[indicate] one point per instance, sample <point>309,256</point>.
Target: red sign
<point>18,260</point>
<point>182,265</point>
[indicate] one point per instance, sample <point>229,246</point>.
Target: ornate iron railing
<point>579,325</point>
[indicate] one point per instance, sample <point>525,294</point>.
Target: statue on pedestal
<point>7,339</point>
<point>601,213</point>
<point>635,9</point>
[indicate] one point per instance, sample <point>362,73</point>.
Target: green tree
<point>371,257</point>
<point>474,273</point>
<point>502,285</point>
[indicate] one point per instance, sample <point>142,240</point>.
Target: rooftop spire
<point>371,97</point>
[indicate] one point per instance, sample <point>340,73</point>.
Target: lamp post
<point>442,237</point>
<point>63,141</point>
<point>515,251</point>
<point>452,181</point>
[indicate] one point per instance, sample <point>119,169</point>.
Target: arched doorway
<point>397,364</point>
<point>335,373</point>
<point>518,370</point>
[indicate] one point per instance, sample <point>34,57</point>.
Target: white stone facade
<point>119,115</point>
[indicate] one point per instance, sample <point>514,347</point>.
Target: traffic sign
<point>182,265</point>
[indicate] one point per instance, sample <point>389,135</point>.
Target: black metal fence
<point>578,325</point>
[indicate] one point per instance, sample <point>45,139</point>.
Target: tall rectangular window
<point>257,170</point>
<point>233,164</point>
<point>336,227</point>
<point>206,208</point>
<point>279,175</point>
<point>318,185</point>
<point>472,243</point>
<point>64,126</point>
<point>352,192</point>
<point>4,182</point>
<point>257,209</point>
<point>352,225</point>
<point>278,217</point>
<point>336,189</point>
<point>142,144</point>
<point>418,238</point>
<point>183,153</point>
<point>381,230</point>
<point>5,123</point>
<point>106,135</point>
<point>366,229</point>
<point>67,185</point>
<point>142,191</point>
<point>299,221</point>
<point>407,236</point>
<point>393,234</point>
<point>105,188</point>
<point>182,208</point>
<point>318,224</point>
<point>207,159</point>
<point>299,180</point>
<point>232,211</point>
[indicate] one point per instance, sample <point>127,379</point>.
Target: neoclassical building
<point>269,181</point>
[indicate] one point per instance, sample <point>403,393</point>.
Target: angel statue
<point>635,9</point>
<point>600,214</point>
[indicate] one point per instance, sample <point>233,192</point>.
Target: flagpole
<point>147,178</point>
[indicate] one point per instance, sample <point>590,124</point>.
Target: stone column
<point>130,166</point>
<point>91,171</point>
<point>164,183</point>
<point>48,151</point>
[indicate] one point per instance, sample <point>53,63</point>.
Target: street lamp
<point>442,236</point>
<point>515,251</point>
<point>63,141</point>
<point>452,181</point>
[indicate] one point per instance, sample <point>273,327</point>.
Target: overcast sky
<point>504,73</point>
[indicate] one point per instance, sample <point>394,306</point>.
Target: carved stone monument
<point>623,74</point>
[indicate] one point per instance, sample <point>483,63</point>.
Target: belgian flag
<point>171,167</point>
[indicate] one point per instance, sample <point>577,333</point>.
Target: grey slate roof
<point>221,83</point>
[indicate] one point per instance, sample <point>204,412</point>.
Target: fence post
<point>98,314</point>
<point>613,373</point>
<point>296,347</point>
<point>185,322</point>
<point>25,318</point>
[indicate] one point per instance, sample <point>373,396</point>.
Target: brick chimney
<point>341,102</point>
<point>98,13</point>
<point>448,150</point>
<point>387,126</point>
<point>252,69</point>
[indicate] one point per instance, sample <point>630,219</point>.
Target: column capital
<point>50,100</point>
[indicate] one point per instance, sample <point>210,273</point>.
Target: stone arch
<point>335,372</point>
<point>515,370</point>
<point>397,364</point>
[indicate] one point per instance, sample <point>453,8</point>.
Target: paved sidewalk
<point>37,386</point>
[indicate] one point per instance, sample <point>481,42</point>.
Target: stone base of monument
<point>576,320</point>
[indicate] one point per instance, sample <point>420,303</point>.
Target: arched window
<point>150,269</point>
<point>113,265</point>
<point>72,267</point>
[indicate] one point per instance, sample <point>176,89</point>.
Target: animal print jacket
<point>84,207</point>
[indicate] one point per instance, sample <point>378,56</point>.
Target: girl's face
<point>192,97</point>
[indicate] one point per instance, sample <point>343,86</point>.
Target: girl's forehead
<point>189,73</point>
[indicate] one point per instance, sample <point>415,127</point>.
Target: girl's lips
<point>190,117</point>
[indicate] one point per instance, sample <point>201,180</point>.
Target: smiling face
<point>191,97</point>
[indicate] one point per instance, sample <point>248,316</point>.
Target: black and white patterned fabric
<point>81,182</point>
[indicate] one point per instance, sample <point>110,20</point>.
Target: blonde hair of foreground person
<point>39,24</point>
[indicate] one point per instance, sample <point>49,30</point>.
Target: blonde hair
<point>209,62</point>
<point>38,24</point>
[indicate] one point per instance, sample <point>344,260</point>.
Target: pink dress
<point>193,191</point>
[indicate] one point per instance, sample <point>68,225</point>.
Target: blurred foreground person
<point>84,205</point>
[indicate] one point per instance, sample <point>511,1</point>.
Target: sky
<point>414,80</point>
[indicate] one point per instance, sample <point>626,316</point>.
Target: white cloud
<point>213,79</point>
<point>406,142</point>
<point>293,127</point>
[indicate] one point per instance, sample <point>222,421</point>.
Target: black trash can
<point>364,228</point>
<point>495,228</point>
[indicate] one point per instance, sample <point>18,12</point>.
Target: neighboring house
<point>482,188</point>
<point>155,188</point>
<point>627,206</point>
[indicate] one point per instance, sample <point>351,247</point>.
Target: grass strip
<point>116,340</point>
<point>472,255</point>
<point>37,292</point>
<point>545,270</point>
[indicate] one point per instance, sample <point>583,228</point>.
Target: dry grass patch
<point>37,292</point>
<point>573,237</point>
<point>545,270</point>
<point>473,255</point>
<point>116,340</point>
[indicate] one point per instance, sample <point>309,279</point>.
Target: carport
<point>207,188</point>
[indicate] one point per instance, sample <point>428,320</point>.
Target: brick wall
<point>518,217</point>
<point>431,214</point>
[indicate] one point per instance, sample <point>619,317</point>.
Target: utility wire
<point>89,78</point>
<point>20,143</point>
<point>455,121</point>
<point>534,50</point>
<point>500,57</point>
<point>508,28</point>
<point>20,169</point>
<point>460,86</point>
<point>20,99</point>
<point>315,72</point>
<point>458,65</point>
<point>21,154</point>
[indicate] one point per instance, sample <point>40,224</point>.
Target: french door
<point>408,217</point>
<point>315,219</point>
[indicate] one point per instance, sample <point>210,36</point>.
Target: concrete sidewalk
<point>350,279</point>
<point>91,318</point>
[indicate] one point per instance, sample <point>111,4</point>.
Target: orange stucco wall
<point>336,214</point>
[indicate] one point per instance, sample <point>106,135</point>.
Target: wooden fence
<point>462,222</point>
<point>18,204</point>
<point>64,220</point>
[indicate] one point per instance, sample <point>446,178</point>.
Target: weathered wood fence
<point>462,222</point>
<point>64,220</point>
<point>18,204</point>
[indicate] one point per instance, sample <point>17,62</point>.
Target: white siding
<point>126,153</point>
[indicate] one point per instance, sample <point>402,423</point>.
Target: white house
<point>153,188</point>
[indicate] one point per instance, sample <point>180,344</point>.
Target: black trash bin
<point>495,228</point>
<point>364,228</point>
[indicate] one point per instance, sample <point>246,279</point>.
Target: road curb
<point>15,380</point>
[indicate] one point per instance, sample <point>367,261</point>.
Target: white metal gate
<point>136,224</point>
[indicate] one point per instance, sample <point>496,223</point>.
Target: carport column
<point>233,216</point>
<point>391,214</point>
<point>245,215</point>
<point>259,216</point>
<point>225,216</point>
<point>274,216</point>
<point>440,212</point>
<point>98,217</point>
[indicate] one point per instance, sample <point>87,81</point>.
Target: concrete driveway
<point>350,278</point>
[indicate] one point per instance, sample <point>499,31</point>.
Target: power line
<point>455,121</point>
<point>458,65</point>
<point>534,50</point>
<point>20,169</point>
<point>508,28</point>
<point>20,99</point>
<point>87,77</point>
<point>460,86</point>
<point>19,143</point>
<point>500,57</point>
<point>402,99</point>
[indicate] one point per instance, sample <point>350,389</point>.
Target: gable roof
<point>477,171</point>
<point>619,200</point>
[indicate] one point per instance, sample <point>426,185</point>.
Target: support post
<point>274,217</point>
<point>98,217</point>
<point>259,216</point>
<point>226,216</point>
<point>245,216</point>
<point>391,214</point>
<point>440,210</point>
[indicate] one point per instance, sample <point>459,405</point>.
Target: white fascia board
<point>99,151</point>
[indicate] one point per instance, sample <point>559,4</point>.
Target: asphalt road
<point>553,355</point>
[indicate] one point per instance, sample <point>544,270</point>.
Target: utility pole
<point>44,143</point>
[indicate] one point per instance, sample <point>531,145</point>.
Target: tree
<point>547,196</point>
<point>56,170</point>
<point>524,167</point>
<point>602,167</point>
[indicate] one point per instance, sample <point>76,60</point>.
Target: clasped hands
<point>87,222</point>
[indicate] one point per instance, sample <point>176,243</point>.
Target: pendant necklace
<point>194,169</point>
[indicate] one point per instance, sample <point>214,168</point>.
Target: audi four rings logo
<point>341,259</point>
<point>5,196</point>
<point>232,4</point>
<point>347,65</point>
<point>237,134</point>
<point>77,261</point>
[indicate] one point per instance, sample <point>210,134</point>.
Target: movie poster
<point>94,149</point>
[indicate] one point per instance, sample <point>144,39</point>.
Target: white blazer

--

- _Challenge_
Rewrite the part of the records that opens with the line containing "[indicate] one point per instance, sample <point>176,89</point>." and closes with the line containing "<point>39,24</point>", changing "girl's" to "child's" and leaving everything else as it is.

- _Right answer_
[indicate] one point per instance, sample <point>176,89</point>.
Target: animal print jacket
<point>84,207</point>
[indicate] one point per instance, sample <point>378,56</point>.
Target: child's face
<point>192,97</point>
[indicate] one point per instance, sample <point>343,86</point>.
Target: child's forehead
<point>189,73</point>
[indicate] one point per instance, sample <point>415,127</point>.
Target: child's lips
<point>190,117</point>
[indicate] one point per instance, sample <point>201,180</point>.
Target: smiling face
<point>191,97</point>
[indicate] one point per instance, sample <point>248,316</point>.
Target: black and white patterned fabric
<point>81,182</point>
[indicate] one point per instance, sample <point>110,20</point>.
Target: blonde hair of foreground person
<point>39,24</point>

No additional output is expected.